## Exercise instructions
Reproduce the complete listing without any deviation.

[Entries from a dataset]
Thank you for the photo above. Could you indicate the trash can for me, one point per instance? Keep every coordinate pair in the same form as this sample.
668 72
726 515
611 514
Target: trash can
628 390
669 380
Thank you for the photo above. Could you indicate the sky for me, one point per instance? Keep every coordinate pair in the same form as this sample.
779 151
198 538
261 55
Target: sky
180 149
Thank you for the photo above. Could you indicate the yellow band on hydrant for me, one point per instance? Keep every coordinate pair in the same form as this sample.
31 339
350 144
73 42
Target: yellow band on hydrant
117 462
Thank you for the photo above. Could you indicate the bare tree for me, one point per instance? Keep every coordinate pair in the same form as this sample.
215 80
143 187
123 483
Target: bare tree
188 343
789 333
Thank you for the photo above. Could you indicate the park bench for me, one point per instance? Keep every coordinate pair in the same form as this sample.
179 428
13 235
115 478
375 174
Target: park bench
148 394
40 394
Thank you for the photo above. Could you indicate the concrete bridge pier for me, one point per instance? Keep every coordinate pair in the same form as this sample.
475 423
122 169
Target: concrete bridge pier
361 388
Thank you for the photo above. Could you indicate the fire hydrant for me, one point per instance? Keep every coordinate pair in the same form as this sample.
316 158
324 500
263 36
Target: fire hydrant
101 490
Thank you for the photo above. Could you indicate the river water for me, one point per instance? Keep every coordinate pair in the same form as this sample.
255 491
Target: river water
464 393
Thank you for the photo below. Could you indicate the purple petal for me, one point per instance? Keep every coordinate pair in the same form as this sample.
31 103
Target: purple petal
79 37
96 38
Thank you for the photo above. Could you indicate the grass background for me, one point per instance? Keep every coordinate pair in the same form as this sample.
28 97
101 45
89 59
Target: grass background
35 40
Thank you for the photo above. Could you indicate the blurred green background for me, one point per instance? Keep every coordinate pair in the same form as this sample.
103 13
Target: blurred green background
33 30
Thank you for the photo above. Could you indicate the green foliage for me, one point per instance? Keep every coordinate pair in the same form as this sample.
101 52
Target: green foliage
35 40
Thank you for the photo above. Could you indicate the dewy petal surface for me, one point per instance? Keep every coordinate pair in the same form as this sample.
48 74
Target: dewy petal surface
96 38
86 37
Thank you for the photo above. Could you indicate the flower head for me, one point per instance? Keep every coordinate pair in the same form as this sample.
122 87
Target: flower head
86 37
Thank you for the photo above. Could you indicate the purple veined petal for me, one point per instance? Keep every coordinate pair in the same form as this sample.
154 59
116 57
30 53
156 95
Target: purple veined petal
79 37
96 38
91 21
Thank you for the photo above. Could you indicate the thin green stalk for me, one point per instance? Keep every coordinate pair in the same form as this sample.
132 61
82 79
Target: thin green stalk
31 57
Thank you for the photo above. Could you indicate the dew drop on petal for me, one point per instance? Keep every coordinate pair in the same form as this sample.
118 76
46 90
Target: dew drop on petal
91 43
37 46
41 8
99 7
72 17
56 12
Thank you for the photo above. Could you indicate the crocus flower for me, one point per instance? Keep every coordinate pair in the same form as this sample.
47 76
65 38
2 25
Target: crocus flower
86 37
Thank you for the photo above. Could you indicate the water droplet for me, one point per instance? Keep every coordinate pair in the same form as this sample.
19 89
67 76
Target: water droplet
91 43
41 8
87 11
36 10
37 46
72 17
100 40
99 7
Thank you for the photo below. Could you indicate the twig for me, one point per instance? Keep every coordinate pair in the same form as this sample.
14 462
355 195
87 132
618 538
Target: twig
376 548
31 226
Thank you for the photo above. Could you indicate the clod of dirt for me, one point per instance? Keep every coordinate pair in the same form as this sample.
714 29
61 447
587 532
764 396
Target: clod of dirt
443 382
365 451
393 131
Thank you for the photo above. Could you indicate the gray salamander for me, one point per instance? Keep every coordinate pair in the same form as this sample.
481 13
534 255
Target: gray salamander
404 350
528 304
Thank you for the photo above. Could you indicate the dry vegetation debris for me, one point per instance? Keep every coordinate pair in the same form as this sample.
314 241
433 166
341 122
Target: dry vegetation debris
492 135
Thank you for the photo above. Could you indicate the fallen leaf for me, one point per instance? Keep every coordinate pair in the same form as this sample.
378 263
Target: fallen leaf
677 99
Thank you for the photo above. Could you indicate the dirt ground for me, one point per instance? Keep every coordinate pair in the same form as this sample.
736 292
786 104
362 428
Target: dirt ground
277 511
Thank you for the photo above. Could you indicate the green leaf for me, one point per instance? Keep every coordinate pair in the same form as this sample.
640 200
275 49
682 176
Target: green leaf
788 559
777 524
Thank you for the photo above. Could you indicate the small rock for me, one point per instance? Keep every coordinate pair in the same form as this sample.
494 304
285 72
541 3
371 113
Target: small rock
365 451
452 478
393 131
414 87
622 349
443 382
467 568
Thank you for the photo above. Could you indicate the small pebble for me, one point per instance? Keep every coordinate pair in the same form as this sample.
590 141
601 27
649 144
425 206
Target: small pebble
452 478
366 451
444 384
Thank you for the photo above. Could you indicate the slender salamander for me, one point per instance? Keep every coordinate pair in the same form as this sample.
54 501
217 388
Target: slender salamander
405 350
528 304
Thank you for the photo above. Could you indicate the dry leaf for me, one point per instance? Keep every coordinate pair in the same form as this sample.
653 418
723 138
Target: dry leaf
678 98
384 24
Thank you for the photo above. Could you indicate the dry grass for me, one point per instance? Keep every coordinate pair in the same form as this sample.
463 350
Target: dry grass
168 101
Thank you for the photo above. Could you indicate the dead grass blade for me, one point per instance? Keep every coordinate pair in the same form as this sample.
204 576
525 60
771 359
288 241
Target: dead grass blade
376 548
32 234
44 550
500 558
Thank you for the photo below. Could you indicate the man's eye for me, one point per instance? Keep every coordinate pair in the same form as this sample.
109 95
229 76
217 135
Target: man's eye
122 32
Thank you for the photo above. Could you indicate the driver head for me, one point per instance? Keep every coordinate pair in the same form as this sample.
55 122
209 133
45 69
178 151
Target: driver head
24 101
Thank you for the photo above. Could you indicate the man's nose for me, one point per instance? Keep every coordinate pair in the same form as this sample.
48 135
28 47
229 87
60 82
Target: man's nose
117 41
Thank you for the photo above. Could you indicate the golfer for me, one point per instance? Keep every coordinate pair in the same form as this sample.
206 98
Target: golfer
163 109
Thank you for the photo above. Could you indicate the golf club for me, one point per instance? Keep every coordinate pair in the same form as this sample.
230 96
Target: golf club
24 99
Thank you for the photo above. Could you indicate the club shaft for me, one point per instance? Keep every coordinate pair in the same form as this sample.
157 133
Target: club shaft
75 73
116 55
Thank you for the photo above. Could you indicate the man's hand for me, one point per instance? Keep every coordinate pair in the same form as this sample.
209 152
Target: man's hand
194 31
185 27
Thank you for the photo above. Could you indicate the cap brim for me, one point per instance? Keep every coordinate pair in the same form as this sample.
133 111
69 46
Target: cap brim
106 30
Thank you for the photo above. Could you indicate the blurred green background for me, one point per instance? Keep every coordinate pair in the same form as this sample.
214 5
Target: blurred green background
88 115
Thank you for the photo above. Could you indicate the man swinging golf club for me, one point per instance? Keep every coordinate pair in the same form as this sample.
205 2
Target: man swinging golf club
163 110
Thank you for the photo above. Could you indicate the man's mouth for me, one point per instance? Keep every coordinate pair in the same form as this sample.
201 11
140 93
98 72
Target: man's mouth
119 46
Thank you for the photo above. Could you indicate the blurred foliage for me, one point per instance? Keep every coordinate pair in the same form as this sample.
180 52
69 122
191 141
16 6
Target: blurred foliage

## Exercise answer
Thank you for the photo above. Could you indicate the trash can for me, one point per instance? Keep every coordinate pair in the same form as this sample.
668 72
726 515
611 514
Target: trash can
628 390
669 380
Thank you for the photo above. Could you indicate the sky for me, one point per instance? Keep every coordinate pair in the same form as this sample.
779 151
198 538
261 55
Target: sky
180 149
Thank you for the photo above. Could you indicate the yellow band on hydrant for me, one point per instance? Keep every coordinate pair in the same form as this sample.
31 339
350 144
73 42
Target: yellow band on hydrant
117 462
Thank you for the photo above. Could you indicate the bare tree for me, one point per instance? Keep every coordinate pair in the same form as this sample.
215 80
143 187
123 483
Target: bare tree
188 343
789 333
Thank you for the photo above. Could you indicate the park bench for me, one point per instance? Keep every coordinate pair in the same form as this sample.
179 428
13 235
115 478
375 174
Target: park bench
148 394
40 394
Thank you for the photo above. Could you indicate the concrete bridge pier for me, one point per instance? Keep every coordinate pair in the same form as this sample.
475 423
122 169
Target: concrete bridge pier
361 388
Thank you for the photo above. Could you indicate the fire hydrant for me, one point per instance? Keep every coordinate pair in the same form as this sample.
316 158
324 500
263 36
Target: fire hydrant
101 490
Thank you for the photo above. Could you indicate the river water for me, one point per instance? Keep every coordinate pair in the same form as this sample.
255 491
Target: river water
464 393
Thank you for the photo below. Could you indicate the purple petal for me, one point per instance? Keep every coordinate pair in the same form as this sample.
31 103
Target: purple petal
79 37
96 38
Thank you for the photo above. Could you indicate the grass background for me, one point per instance? Keep every coordinate pair in the same form as this sample.
28 97
101 45
89 59
Target: grass background
35 40
Thank you for the photo above. Could you indicate the blurred green background for me, one point per instance? Keep every coordinate pair in the same form as this sample.
103 13
Target: blurred green background
33 30
Thank you for the photo above. Could you indicate the green foliage for me, one point per instance? Keep every coordinate pair in the same form as this sample.
101 52
Target: green foliage
35 40
Thank you for the photo above. Could you indicate the dewy petal surface for me, one point per instance? Keep every coordinate pair in the same form as this sample.
48 74
Target: dewy petal surface
96 38
86 37
Thank you for the photo above. Could you indicate the flower head for me, one point per instance? Keep every coordinate pair in the same form as this sample.
122 87
Target: flower head
86 37
Thank you for the photo above. Could you indicate the purple veined petal for me, one point per instance? Keep every coordinate pair in the same form as this sample.
154 59
116 57
30 53
156 95
Target: purple veined petal
79 37
96 38
91 21
Thank you for the photo above. Could you indicate the thin green stalk for me, one point per instance? Keep every coordinate pair in the same form as this sample.
132 61
82 79
Target: thin green stalk
31 57
Thank you for the photo above. Could you indicate the dew drop on petal for me, one point per instance? Keep every coordinate pair in the same form as this sample.
118 76
46 90
Target: dew drop on petal
91 43
37 46
41 8
99 7
72 17
56 12
Thank you for the photo above. Could you indicate the crocus flower for me, one point per instance? Keep every coordinate pair in the same form as this sample.
47 76
65 38
2 25
Target: crocus flower
86 37
Thank you for the photo above. Could you indicate the water droplet for me, one point per instance? Keep every coordinate pair in the same form as this sample.
19 89
67 76
Target: water droplet
91 43
41 8
87 11
36 10
37 46
72 17
100 40
99 7
Thank you for the photo below. Could you indicate the twig for me, one point per instance? Keep every coordinate pair in the same form as this sample.
14 462
355 195
87 132
618 538
Target: twig
376 548
31 226
Thank you for the photo above. Could you indicate the clod of dirt for me, one point per instance? Keep every coordinate pair in the same form as this sample.
714 29
61 447
587 532
764 396
Target: clod of dirt
443 382
365 451
393 131
Thank you for the photo above. Could you indicate the gray salamander for me, one point per instance? Keep every coordinate pair in the same form as this sample.
481 13
534 255
Target: gray salamander
404 350
528 304
Thank you for the photo above. Could you indicate the dry vegetation debris for me, one point per instance? Keep every coordinate pair in the same form as this sample.
314 241
433 166
341 122
Target: dry vegetation debris
492 135
Thank you for the photo above. Could you indicate the fallen leaf for me, one point per instance? Keep every coordinate pair in the same form as this sample.
378 263
Target: fallen leaf
677 99
Thank you for the photo above. Could you indicate the dirt ground for me, one point per instance? Keep every coordinate pair in the same form as this sample.
736 292
786 104
362 428
Target: dirt ground
277 511
Thank you for the photo above. Could you indicate the green leaf for me, one point per instance? Keep every coordinate pair in the same form as this sample.
640 200
275 49
682 176
Target: green leaf
788 559
777 524
Thank you for the photo above. Could you indicate the small rock for me, one point per instance? Keep every coordinate pair in the same form as this sample.
494 304
285 72
541 3
371 113
Target: small rock
365 451
452 478
393 131
414 87
622 349
443 382
467 568
Thank you for the photo above. Could you indicate the small pebble for me, one point per instance? Keep every coordinate pair in the same form as this sample.
590 141
601 27
649 144
425 206
Target: small pebble
452 478
366 451
444 384
Thank you for the photo above. Could you indicate the slender salamander for me, one point per instance? Keep every coordinate pair in the same form as this sample.
54 501
217 388
Target: slender salamander
405 350
528 304
Thank you for the photo above. Could you indicate the dry leaf for me, one point per instance? Keep every coordinate pair in the same form as this sample.
653 418
723 138
Target: dry leaf
678 98
384 24
Thank you for the photo above. Could you indicate the dry grass for me, one point per instance? Keep every coordinate pair in the same form as this sample.
463 350
Target: dry grass
168 101
Thank you for the photo above. Could you indicate the dead grass blade for me, one point per instance? Keep every coordinate pair in the same form as this sample.
204 576
525 60
771 359
288 241
Target: dead grass blade
376 548
32 234
44 550
500 558
Thank you for the photo below. Could you indicate the man's eye for me, one point per instance? Keep every coordinate pair in the same form as this sample.
109 95
229 76
217 135
Target: man's eye
122 32
Thank you for the photo above. Could you indicate the driver head for me, one point per instance? Keep every coordinate pair in the same form as this sample.
55 122
209 133
45 69
178 151
Target: driver head
24 101
Thank you for the photo above. Could you indicate the man's nose for me, one point per instance? Keep every coordinate pair in the same form as this sample.
48 135
28 47
229 87
60 82
Target: man's nose
117 41
Thank you for the photo above. Could you indicate the golfer for me, one point per instance? Keep every coordinate pair in the same form as this sample.
206 98
Target: golfer
163 109
Thank you for the photo above. Could you indicate the golf club for me, one point per instance? Keep every coordinate pair in the same form as this sample.
230 96
Target: golf club
24 99
Thank you for the photo above. Could you indicate the club shaft for me, one point per instance? Keep every coordinate pair in the same form as this sample.
157 133
Target: club shaft
75 73
116 55
Thank you for the photo above. Could you indicate the man's hand for me, one point per instance? Keep every coordinate pair in the same form as this sample.
209 152
Target: man's hand
194 31
185 27
Thank you for the photo above. Could you indicate the cap brim for me, one point per instance? Keep every coordinate pair in the same form as this sample.
133 111
69 46
Target: cap brim
106 30
Thank you for the photo above. Could you indicate the blurred green background for me, one point per instance? Keep every coordinate pair in the same form as this sample.
214 5
Target: blurred green background
88 115
Thank you for the photo above. Could you indicate the man swinging golf club for me, one point per instance? Keep every coordinate pair in the same form as this sample.
205 2
Target: man swinging golf club
163 110
Thank you for the photo above. Could you indicate the man's mouth for me, one point per instance? Keep every coordinate pair in the same form as this sample.
201 11
140 93
98 72
Target: man's mouth
119 46
Thank you for the photo above. Could you indicate the blurred foliage for me, one point per instance? Keep every coordinate pair in the same form as this sample.
180 52
69 122
191 141
16 6
Target: blurred foliage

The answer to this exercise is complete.